**TASK GOAL:** Looking at the data that follows, count the lines containing the word "Target" and write down only that count.

**DATA EXTRACTS:**

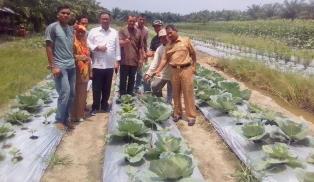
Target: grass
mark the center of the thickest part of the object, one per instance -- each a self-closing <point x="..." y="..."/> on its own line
<point x="56" y="160"/>
<point x="244" y="175"/>
<point x="253" y="44"/>
<point x="292" y="88"/>
<point x="23" y="64"/>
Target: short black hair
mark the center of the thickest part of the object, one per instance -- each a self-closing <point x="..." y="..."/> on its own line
<point x="105" y="13"/>
<point x="79" y="18"/>
<point x="130" y="15"/>
<point x="61" y="7"/>
<point x="142" y="15"/>
<point x="172" y="27"/>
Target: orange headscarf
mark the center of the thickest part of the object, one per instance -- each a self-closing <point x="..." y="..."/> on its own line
<point x="81" y="49"/>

**ANSWER:** 3